→ Task directions: Nothing in the data may be changed; retype all of it.
Segment Start: Exercise data
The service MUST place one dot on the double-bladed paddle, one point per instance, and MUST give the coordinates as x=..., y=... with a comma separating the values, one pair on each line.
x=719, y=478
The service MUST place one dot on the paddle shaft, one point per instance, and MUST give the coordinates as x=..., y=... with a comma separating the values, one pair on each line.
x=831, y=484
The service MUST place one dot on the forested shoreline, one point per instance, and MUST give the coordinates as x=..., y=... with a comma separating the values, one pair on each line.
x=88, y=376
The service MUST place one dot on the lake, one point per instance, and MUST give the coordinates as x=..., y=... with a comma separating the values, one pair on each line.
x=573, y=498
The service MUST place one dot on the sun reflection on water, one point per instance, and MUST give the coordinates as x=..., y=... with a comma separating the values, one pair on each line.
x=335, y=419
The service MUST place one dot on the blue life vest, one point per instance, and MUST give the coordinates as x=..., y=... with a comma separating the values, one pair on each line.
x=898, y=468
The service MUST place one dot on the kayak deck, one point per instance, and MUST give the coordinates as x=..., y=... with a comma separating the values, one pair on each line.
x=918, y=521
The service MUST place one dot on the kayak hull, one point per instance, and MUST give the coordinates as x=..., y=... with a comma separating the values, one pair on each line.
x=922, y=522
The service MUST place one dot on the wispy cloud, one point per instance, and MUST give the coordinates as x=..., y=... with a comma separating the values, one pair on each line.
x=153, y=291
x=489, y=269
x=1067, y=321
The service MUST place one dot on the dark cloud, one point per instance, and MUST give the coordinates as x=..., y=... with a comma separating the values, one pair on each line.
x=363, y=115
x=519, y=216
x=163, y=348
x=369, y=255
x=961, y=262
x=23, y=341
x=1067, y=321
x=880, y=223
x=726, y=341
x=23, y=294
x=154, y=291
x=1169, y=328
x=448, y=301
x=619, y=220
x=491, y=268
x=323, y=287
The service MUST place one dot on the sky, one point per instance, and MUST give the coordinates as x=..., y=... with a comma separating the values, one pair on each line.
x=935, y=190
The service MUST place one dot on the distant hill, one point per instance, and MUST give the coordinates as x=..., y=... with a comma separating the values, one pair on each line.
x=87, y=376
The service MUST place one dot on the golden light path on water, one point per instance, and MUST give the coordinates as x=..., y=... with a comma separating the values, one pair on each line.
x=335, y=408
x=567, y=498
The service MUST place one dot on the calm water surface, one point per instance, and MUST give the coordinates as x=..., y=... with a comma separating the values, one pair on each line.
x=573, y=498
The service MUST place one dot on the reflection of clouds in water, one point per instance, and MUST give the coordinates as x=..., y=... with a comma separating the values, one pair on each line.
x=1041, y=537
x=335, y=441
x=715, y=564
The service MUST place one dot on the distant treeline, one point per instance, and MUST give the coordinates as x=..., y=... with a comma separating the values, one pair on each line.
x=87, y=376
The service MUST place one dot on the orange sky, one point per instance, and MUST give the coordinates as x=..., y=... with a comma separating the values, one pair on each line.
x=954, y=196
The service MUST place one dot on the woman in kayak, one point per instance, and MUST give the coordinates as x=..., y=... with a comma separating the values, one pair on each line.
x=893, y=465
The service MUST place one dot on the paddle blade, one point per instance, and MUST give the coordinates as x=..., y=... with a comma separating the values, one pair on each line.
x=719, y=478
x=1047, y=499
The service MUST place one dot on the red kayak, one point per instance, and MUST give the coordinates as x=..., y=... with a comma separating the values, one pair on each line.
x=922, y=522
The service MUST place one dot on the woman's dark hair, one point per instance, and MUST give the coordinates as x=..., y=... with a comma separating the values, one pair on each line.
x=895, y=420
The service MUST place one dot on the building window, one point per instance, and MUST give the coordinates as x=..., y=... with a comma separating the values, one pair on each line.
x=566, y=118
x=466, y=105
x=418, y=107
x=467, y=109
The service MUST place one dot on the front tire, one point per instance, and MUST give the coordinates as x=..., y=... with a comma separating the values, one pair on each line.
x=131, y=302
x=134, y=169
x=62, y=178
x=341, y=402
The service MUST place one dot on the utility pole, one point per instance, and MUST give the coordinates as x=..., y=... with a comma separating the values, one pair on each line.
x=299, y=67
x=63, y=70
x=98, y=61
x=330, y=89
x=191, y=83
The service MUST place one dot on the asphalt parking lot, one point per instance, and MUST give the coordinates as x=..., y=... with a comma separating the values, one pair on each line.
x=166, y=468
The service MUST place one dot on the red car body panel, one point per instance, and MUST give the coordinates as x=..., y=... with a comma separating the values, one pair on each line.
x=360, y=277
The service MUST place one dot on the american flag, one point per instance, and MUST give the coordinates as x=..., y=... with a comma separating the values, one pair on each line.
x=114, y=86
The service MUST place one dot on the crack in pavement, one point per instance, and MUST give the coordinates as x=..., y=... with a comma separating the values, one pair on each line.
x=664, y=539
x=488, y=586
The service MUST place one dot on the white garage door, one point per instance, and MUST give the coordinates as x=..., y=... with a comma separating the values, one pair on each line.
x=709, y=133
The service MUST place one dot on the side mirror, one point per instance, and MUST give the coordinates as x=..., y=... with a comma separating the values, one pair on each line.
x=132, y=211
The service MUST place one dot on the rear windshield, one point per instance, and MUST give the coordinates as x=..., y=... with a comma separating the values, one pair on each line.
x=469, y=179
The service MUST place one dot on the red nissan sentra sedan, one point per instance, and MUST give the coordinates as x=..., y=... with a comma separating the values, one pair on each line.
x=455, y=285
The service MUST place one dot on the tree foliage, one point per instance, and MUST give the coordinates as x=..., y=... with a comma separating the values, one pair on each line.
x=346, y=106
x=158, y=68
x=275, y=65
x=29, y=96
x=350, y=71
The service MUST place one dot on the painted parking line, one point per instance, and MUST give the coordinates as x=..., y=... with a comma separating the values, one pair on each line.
Segment End: Exercise data
→ Solution to this problem:
The service MUST place one dot on the double-bladed paddle, one point per instance, and MUST give the coordinates as x=..., y=... with a comma separating the values, one pair on each line.
x=719, y=478
The service MUST place one dot on the paddle shaft, one point per instance, and MUST give the coordinates as x=..., y=... with a comma separating the values, one pair on each line.
x=831, y=484
The service MUST place one dot on the forested shoreline, one point per instance, and MUST give the coordinates as x=..., y=... with a comma separating the values, one pair on each line.
x=88, y=376
The service MUST place one dot on the lake, one point per instance, and MUST give the coordinates as x=..., y=... with a comma separating the values, one pair on each line.
x=573, y=498
The service MUST place one dot on the sun reflection on water, one point per instance, and MUST give the coordinates as x=..., y=... with a comma separating the values, one pair on each line.
x=335, y=419
The service MUST place one dot on the blue life vest, one point per instance, and MUST give the coordinates as x=..., y=... with a comma separating the values, one pair on each line.
x=898, y=468
The service MUST place one dot on the kayak deck, one point per instance, and MUST give the coordinates as x=..., y=... with a comma separating the values, one pair on each line.
x=918, y=521
The service MUST place one dot on the kayak hull, one point per instance, and MUST give the coordinates as x=..., y=... with a comma separating the values, one pair on each line.
x=922, y=522
The service MUST place one dot on the wispy cloud, one point per instance, and MUST give the coordinates as x=..., y=... with a comma separating the values, one pair on each line.
x=153, y=291
x=489, y=269
x=1067, y=321
The service MUST place one dot on the dark cloud, one point per instance, and MUST give the coordinates as x=..., y=... with a comma separating the values, one pair on each line.
x=363, y=115
x=519, y=216
x=163, y=348
x=369, y=255
x=961, y=262
x=23, y=341
x=1067, y=321
x=880, y=223
x=726, y=341
x=23, y=294
x=154, y=291
x=1169, y=328
x=448, y=301
x=619, y=220
x=491, y=268
x=323, y=287
The service MUST place one dot on the sky, one point per instance, and MUST give the coordinates as x=..., y=... with a comma separating the values, one pair on each line.
x=935, y=190
The service MUST place one dot on the distant hill, one point per instance, and MUST give the coordinates as x=..., y=... with a comma separating the values, one pair on each line.
x=87, y=376
The service MUST place one dot on the golden light path on water, one point per instance, and MUST give the coordinates as x=..., y=... with a comma separating the values, one pair on each line.
x=335, y=408
x=567, y=498
The service MUST place one dot on the calm water surface, one point per instance, and MUST give the coordinates as x=..., y=... with a comma separating the values, one pair on each line.
x=573, y=498
The service MUST place one dot on the reflection of clouds in water, one point per instance, and MUST give the coordinates as x=..., y=... with a comma separating the values, one pair on each line.
x=1041, y=537
x=335, y=441
x=715, y=564
The service MUST place one dot on the distant treeline, one point per instance, and MUST give the coordinates as x=..., y=... with a comma separating the values, one pair on each line.
x=87, y=376
The service MUST place one dot on the orange sky, one point per instance, and MUST give the coordinates as x=..., y=... with a comma separating the values, one pair on each line.
x=954, y=196
The service MUST place one dot on the woman in kayak, one point per instance, and MUST give the coordinates as x=..., y=... with a comma separating the values, one pair on each line.
x=893, y=465
The service MUST place one dot on the paddle blade, one point per instance, and MUST give the coordinates as x=..., y=... with a comma separating the values, one pair on each line.
x=719, y=478
x=1047, y=499
The service MUST place one dot on the red kayak, one point per instance, and MUST give the coordinates as x=..., y=... with a comma separating the values, one pair on each line.
x=922, y=522
The service MUST place one dot on the woman's dark hair, one point per instance, and MUST give the coordinates as x=..., y=... with a comma separating the values, one pair on each line.
x=895, y=420
The service MUST place one dot on the building window, one point per instance, and MUST give the coordinates as x=..., y=... with a comma separating the values, one pair on each line.
x=566, y=118
x=466, y=105
x=418, y=107
x=467, y=109
The service MUST place one dot on the front tire, one point per instance, and MUST give the coordinates as x=..., y=... with a comma separating the values, one pair on each line.
x=131, y=302
x=134, y=169
x=62, y=178
x=341, y=402
The service MUST place one dot on the utility pole, one point per instance, and MUST give the coordinates as x=..., y=... with a comma separating the values, one pair on each line.
x=299, y=67
x=63, y=70
x=98, y=61
x=330, y=89
x=191, y=83
The service MUST place one dot on the asphalt parking lot, one point per instance, and MUST give the coordinates as x=..., y=... with a comma separating the values, one pair on each line.
x=166, y=468
The service MUST place one dot on the red car body panel, one point per instance, and MUST give the coordinates as x=..., y=... with a comma separating the values, one pair on each line.
x=360, y=277
The service MUST place one dot on the american flag, one point per instance, and MUST give the coordinates as x=..., y=... with a comma separating the values, one pair on each line.
x=114, y=86
The service MUST place one dot on the crack in pavement, one point per instance, and MUST give the coordinates as x=..., y=... with a comma separating the values, one pair on each line.
x=664, y=539
x=488, y=586
The service MUST place one dot on the white garage door, one point per instance, and MUST give the coordinates as x=..., y=... with a comma separating the values, one pair on each line.
x=709, y=133
The service MUST place one dot on the side mirror, one point per instance, and MUST give the coordinates as x=..., y=... with a comma separating the values, one pair on each line.
x=132, y=211
The service MUST place one dot on the rear windshield, one point per instance, and MUST give the coordinates as x=..., y=... with a comma separating the values, one pair on each line.
x=469, y=179
The service MUST place one dot on the red nissan sentra sedan, one point per instance, and MUST give the coordinates as x=..., y=... with a comma separating the values, one pair on each line.
x=455, y=285
The service MUST place one dot on the tree foliage, one point per instance, and MUST give the coordinates as x=..., y=... with a comma separating the values, one pair on each line.
x=346, y=106
x=158, y=68
x=275, y=65
x=29, y=96
x=350, y=71
The service MUST place one dot on the painted parking line, one point per instance, and MUST give the coordinates as x=..., y=... with a comma separating the values, one pair on each line.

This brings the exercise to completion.